DOCUMENT PASSAGE:
<<<<

The last stage of the translation and cross-cultural adaptation was carried out between May and June of 2022 among 30 patients with migraine through the platform (Table 1). The online survey was disseminated through simple random sampling in the migraine league organization. It included the pre-final version of the ASC-12 questionnaire conceived in stage 4, along with clinical and demographic questions. In addition, participants were asked if they had doubts regarding the meaning of words and understanding of the ASC-12 after its completion. In case of doubts from more than 10% of patients on the same question, a revision and rephrasing of the item(s) is required, with subsequent testing among 30 new patients with migraine [16]. At the beginning of the survey, each participant received an individual identification number through a link to “” to prevent unauthorized access and multiple participation.

>>>>

GIVEN DATA:
<<<<

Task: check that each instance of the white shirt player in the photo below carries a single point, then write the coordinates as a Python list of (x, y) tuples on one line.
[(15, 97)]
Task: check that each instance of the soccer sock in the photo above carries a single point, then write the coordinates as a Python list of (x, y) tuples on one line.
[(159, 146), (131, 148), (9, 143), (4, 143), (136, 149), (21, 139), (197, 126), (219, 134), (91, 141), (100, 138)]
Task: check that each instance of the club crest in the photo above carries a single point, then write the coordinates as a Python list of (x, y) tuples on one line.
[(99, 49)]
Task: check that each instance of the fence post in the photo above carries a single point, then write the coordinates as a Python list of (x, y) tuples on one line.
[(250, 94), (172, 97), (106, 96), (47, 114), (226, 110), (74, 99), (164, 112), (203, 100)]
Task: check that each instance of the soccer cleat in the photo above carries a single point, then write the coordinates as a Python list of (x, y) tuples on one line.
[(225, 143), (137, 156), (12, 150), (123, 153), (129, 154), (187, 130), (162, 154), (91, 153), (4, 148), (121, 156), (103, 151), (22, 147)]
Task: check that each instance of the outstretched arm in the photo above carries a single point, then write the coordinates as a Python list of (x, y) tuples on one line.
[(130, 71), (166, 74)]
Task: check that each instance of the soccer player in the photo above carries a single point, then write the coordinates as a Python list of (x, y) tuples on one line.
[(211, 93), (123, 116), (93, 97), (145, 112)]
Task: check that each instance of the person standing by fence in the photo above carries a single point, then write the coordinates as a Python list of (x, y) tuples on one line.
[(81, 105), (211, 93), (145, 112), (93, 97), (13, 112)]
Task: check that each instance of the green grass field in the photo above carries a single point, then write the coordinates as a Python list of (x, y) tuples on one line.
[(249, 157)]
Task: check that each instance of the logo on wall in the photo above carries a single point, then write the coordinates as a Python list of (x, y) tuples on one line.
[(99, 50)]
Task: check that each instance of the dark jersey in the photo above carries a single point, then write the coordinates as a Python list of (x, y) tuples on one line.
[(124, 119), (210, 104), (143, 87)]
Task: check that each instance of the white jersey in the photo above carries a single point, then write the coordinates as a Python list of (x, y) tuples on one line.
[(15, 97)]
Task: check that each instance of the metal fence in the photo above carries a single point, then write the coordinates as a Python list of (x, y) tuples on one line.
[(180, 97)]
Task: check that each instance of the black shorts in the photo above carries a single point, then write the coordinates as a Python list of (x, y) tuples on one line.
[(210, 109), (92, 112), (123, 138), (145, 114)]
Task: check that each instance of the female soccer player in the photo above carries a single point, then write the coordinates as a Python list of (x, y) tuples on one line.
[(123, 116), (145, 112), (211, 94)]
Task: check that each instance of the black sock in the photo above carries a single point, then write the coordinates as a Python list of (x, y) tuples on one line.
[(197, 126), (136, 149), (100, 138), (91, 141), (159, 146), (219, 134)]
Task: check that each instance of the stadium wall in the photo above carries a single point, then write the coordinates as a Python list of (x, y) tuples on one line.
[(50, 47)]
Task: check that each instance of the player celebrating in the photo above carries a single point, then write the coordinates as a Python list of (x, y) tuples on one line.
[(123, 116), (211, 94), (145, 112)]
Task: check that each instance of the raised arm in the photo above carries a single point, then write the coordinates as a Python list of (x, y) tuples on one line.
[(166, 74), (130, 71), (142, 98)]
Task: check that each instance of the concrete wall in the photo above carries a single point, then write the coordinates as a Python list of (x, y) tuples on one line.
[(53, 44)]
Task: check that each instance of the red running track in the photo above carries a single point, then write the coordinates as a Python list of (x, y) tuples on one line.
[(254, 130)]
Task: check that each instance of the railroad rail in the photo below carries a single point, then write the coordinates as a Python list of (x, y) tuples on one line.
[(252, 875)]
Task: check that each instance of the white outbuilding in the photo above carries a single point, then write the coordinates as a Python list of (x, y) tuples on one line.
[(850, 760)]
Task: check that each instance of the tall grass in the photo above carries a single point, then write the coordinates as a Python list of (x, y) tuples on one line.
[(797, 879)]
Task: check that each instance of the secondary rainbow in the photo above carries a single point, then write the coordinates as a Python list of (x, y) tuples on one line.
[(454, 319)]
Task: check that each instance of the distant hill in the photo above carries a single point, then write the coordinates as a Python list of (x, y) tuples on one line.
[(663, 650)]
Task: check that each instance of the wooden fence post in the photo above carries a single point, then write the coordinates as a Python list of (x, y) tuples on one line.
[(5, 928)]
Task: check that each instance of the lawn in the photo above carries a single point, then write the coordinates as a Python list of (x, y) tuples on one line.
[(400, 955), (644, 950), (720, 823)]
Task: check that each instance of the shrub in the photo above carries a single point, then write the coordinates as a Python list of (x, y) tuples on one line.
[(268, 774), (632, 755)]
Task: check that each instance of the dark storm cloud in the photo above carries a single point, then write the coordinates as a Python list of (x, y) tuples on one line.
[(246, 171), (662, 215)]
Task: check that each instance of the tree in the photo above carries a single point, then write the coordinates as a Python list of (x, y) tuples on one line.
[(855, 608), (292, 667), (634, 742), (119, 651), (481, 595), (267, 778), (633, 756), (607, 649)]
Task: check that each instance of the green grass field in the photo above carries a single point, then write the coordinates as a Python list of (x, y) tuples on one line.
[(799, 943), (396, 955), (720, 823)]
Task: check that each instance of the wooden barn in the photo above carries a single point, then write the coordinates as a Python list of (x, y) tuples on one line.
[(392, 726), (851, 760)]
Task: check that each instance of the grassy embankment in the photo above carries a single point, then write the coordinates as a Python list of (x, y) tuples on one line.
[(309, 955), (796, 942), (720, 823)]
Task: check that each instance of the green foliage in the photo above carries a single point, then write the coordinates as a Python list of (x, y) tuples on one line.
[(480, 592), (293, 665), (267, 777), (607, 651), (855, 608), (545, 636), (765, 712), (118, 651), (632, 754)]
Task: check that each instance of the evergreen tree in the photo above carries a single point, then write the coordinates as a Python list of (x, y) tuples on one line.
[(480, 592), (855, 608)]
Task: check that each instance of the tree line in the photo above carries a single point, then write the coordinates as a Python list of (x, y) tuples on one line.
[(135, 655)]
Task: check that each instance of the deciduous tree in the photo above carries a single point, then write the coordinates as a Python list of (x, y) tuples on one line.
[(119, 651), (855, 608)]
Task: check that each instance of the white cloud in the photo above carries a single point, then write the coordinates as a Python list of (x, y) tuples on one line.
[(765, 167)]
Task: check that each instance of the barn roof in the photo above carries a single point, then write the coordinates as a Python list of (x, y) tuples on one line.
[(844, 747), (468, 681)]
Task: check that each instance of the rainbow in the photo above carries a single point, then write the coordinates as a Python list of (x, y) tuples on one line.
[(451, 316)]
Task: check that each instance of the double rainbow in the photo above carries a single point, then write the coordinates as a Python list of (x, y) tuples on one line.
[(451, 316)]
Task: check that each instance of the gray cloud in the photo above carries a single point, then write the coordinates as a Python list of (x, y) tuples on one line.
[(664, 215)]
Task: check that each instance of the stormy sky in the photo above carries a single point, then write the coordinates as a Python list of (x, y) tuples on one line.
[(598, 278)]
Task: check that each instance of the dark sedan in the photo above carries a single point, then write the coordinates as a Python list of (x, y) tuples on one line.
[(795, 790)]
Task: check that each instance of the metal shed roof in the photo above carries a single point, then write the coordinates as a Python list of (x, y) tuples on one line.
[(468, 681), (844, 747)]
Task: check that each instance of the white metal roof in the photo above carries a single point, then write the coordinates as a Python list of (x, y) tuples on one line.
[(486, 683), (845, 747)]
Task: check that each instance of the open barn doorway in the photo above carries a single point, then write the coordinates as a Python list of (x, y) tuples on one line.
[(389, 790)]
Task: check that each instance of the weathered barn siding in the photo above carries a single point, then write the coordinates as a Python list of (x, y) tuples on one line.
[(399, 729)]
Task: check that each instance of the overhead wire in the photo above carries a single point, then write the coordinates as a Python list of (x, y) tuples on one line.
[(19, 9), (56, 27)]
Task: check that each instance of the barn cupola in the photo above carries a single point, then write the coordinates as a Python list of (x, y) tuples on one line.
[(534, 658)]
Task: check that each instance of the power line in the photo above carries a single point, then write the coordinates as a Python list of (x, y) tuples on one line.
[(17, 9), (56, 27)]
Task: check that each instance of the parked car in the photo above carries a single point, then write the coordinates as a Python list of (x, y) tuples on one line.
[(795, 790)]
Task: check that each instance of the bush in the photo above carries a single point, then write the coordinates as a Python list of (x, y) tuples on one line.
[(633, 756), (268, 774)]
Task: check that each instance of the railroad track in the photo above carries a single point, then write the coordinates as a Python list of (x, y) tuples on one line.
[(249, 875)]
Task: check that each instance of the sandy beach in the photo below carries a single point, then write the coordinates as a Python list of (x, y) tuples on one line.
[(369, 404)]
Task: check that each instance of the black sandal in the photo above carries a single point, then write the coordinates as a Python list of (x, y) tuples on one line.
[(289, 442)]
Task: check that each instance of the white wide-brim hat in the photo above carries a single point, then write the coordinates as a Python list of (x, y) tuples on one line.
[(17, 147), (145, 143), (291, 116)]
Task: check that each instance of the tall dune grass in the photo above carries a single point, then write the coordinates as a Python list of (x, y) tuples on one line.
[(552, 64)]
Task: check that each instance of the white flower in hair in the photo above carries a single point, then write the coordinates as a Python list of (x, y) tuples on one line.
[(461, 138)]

>>>>

REQUIRED ACTIONS:
- A) In the passage on adapting the ASC-12 questionnaire, when was the last stage of the translation and cross-cultural adaptation carried out?
- B) Say whether each statement agrees with the passage on adapting the ASC-12 questionnaire. Answer yes or no for each and quote the deciding words. (i) The online survey was spread through simple random sampling in the migraine league organization. (ii) Participants were asked about doubts over word meanings before they filled in the ASC-12. (iii) An item must be revised if more than 20% of patients have doubts about it.
- C) Continue the passage on adapting the ASC-12 questionnaire from where it stops.

RESULTS OF THE TASKS:
- A) Between May and June of 2022.

- B)
(i) Yes: "The online survey was disseminated through simple random sampling in the migraine league organization."
(ii) No: "participants were asked if they had doubts regarding the meaning of words and understanding of the ASC-12 after its completion."
(iii) No: "In case of doubts from more than 10% of patients on the same question, a revision and rephrasing of the item(s) is required"

- C)
Table 1 Sample demographics (mean, SD and percentages) for each study stage

Measurement proprieties evaluation

Consecutive patients with migraine were recruited for an in-person appointment at the University of Luebeck, Germany. This sample was used to evaluate the questionnaire’s internal consistency, test-retest reliability, absolute agreement, structural and construct validity. Further than the collection of the self-reported outcomes previously described, patients underwent a standardized QST protocol established by the German Neuropathic Pain Research Network [21], to determine construct validity and absolute agreement. In order to match the dimensions of the ASC-12, the QST protocol consisted of evaluation of cold and heat pain thresholds, mechanical pain thresholds and mechanical pain sensitivity. To also determine reliability, the participants received one week later [22, 23] a limesurvey link via email to fill out again the final version of the German ASC-12.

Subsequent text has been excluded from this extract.